**WHAT TO DO**
Print, exactly as written, every line from the first line of the records below through the line containing "# test: locate the palm tree and", and nothing further.

**SUPPLIED MATERIAL**
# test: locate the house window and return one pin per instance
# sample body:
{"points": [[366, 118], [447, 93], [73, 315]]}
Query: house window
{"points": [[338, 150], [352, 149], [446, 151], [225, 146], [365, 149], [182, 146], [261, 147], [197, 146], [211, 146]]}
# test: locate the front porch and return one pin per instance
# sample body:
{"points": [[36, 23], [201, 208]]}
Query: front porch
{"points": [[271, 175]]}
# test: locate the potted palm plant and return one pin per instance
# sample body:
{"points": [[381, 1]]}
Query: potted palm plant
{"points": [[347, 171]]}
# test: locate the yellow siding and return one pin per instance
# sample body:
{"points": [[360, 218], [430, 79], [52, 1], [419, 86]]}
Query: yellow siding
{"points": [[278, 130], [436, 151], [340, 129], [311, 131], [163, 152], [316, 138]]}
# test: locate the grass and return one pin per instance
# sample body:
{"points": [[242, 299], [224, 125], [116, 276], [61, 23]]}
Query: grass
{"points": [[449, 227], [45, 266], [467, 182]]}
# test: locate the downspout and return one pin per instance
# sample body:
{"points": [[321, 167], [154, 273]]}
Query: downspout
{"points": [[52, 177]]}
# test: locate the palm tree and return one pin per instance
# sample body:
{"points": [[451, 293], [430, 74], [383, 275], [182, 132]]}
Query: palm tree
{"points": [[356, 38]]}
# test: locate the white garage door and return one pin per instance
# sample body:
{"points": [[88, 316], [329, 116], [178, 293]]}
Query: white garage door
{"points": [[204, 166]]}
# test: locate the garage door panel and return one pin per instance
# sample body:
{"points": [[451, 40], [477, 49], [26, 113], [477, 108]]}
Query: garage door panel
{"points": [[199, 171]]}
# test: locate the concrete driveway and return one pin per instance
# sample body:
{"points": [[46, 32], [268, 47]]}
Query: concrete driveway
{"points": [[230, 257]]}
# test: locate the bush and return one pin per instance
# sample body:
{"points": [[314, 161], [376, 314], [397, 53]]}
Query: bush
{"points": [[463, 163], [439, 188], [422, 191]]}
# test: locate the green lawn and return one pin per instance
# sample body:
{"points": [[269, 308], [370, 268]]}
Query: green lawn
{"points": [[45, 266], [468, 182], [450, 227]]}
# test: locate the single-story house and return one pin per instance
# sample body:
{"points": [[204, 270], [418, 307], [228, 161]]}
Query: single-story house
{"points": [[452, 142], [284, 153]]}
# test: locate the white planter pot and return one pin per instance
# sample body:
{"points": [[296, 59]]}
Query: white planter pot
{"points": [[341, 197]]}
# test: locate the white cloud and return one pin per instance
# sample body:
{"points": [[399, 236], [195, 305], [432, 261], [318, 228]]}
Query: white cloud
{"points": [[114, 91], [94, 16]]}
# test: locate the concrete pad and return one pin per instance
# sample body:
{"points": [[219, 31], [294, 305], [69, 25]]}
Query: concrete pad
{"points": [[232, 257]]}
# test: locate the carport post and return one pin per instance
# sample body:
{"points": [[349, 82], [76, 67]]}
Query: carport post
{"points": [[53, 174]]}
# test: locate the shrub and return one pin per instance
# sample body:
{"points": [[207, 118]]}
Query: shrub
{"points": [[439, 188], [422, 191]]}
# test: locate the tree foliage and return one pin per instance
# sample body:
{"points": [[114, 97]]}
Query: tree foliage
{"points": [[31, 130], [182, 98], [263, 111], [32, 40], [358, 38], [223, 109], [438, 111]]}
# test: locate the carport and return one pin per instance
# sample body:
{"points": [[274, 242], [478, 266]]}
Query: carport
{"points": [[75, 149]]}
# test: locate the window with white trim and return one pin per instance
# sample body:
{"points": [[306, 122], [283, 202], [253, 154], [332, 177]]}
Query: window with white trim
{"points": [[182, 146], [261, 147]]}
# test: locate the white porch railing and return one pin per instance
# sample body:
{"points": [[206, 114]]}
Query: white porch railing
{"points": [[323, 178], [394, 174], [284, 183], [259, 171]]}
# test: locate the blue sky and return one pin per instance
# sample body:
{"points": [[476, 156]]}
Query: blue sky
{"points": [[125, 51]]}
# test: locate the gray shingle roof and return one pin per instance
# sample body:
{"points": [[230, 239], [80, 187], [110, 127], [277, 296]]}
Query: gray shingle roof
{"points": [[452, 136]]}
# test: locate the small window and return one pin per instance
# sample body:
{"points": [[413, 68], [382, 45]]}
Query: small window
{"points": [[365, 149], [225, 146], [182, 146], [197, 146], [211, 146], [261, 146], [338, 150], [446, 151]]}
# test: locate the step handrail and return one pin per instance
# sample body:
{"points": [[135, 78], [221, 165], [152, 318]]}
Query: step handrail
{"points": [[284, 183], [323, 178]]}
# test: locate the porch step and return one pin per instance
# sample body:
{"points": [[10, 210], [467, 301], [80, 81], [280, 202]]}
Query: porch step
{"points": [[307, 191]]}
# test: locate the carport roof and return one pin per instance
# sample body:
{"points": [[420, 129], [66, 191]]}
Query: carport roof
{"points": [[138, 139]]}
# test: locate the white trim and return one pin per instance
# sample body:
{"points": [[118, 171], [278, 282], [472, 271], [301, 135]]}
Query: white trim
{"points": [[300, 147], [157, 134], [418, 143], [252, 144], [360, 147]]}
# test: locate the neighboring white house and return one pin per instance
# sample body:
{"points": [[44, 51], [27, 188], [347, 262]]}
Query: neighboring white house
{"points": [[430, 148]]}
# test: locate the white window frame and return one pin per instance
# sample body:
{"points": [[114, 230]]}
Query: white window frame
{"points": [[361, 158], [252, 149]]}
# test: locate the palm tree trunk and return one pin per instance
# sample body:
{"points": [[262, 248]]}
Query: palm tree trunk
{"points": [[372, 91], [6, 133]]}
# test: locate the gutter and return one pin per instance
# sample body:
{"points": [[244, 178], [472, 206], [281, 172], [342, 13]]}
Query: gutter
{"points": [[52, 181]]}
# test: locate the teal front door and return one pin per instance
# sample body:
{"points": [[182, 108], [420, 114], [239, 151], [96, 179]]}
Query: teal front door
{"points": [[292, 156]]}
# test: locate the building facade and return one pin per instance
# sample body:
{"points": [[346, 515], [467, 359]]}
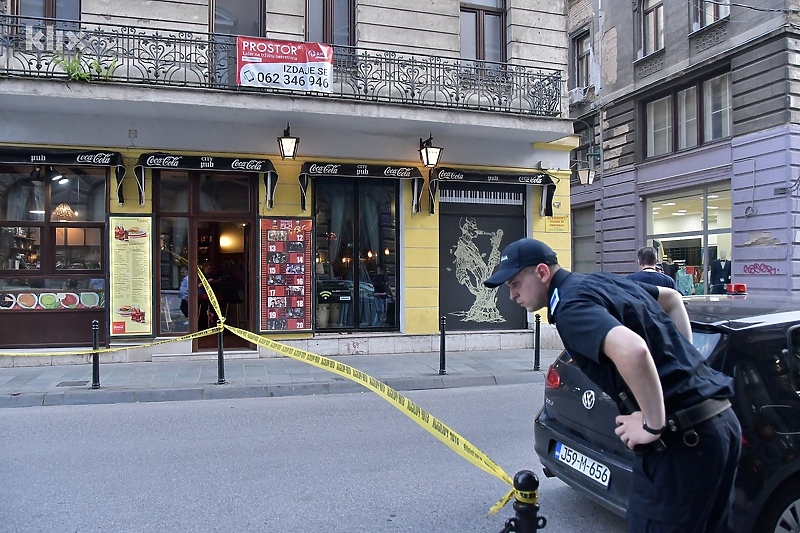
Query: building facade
{"points": [[688, 116], [140, 146]]}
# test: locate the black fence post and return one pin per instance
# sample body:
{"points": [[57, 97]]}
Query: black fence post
{"points": [[95, 355], [442, 322], [537, 352], [220, 358]]}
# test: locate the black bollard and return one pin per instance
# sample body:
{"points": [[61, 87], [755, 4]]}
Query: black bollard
{"points": [[95, 355], [220, 359], [442, 322], [537, 352], [526, 504]]}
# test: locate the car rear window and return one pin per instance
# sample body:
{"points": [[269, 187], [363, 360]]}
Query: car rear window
{"points": [[705, 342]]}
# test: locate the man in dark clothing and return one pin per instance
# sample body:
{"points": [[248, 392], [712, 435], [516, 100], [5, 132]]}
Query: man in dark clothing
{"points": [[635, 339], [647, 270]]}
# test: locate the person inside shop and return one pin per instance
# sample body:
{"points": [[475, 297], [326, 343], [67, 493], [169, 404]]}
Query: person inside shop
{"points": [[206, 317], [635, 338], [720, 273], [647, 272], [183, 291], [383, 294]]}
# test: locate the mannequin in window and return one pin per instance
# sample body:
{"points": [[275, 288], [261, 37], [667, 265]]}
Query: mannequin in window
{"points": [[720, 273]]}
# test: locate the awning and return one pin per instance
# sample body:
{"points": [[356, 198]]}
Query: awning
{"points": [[88, 158], [317, 169], [165, 160], [445, 174]]}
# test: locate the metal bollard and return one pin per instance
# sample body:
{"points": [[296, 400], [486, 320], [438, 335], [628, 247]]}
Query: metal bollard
{"points": [[442, 322], [95, 355], [220, 358], [526, 519], [537, 352]]}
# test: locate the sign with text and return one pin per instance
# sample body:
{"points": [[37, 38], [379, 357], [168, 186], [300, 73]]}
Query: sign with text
{"points": [[284, 64], [131, 276], [286, 274]]}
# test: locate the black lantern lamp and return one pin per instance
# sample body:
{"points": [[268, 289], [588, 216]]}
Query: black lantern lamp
{"points": [[288, 144], [428, 153]]}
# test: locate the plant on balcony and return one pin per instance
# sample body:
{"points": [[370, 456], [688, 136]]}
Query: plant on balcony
{"points": [[76, 70]]}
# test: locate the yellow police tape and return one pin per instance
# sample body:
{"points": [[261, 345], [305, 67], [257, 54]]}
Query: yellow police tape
{"points": [[431, 424], [435, 427]]}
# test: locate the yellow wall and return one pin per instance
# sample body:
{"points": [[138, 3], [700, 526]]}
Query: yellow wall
{"points": [[419, 235]]}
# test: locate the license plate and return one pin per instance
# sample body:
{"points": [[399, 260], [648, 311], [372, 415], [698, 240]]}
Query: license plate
{"points": [[585, 465]]}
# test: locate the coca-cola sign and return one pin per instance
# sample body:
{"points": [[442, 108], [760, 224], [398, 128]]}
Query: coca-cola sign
{"points": [[251, 164], [450, 175], [99, 158], [164, 161], [534, 180], [398, 172], [324, 169]]}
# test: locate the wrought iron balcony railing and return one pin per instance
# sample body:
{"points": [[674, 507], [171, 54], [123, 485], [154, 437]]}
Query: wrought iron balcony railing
{"points": [[136, 55]]}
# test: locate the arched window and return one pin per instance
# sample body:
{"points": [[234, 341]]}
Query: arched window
{"points": [[652, 26]]}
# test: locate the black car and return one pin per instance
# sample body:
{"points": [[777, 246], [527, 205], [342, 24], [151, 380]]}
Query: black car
{"points": [[756, 340]]}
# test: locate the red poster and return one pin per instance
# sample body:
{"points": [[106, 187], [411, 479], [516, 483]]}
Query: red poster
{"points": [[286, 262]]}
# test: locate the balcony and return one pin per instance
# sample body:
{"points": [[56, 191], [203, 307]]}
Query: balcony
{"points": [[144, 56]]}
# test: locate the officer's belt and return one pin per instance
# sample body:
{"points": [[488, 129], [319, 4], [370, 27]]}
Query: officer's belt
{"points": [[686, 419]]}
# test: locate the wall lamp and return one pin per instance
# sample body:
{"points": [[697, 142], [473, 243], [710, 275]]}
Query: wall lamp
{"points": [[288, 144], [428, 153], [585, 175]]}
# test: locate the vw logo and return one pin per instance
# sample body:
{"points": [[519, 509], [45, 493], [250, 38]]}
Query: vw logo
{"points": [[588, 399]]}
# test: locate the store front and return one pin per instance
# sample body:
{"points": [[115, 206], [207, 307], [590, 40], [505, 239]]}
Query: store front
{"points": [[691, 232], [206, 211], [480, 214], [356, 225], [53, 206]]}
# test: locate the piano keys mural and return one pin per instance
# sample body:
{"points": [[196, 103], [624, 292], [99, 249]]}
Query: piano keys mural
{"points": [[474, 229]]}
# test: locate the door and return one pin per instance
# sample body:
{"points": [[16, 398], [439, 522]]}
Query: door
{"points": [[206, 221]]}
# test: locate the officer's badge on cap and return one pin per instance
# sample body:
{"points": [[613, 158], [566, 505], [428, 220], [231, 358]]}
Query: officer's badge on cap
{"points": [[518, 255]]}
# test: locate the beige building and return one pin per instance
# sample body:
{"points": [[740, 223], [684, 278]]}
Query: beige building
{"points": [[141, 138]]}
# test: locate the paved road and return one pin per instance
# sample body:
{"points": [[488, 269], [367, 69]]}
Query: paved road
{"points": [[345, 462]]}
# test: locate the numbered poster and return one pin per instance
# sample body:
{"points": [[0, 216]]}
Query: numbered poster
{"points": [[289, 65], [286, 261], [131, 276]]}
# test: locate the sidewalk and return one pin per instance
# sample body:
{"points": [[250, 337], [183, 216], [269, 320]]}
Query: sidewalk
{"points": [[249, 378]]}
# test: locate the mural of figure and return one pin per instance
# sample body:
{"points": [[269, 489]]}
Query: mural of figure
{"points": [[472, 267]]}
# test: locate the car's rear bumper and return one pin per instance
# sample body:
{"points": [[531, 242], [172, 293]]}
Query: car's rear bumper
{"points": [[614, 497]]}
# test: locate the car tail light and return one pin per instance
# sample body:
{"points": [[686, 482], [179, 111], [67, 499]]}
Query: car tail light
{"points": [[553, 380], [736, 288]]}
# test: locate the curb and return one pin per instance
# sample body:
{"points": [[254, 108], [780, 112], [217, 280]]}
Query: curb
{"points": [[212, 391]]}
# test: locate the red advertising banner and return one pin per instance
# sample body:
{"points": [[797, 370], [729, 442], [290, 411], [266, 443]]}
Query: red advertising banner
{"points": [[284, 64], [286, 262]]}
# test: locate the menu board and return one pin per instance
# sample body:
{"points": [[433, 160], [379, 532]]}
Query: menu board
{"points": [[131, 275], [285, 274]]}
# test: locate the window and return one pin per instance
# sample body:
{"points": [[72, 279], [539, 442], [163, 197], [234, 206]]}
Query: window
{"points": [[60, 9], [689, 230], [659, 131], [356, 253], [673, 121], [238, 17], [52, 222], [717, 108], [331, 22], [483, 30], [705, 12], [581, 50], [687, 118], [652, 26]]}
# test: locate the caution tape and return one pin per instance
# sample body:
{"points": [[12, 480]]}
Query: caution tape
{"points": [[189, 336], [430, 423]]}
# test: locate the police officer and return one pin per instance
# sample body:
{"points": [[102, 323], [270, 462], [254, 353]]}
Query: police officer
{"points": [[634, 340]]}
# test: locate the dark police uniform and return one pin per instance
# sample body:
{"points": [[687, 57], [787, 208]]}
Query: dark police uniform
{"points": [[677, 488]]}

**ANSWER FOR THE TASK**
# test: locate the house window and return one pin per instance
# sample body:
{"points": [[366, 118], [447, 93], [73, 315]]}
Query: house window
{"points": [[338, 150], [352, 149], [446, 151], [225, 146], [365, 149], [182, 146], [261, 147], [197, 146], [211, 146]]}
# test: locate the front porch and return one pin per instance
# sample body:
{"points": [[36, 23], [201, 208]]}
Query: front porch
{"points": [[271, 175]]}
# test: locate the potted palm plant and return one pin per instance
# sample body:
{"points": [[381, 1]]}
Query: potted palm plant
{"points": [[347, 171]]}
# test: locate the yellow siding and return one pin per instance
# sample body:
{"points": [[360, 218], [430, 79], [52, 1], [419, 86]]}
Query: yellow siding
{"points": [[278, 130], [436, 151], [340, 129], [311, 131], [163, 152], [316, 138]]}
# test: locate the grass and return one pin per instance
# sample body:
{"points": [[242, 299], [224, 125], [116, 276], [61, 23]]}
Query: grass
{"points": [[449, 227], [45, 266], [467, 182]]}
# test: locate the downspout and return one pin per instance
# sample body:
{"points": [[321, 167], [154, 273]]}
Query: downspout
{"points": [[52, 177]]}
# test: locate the palm tree and return one pin per instance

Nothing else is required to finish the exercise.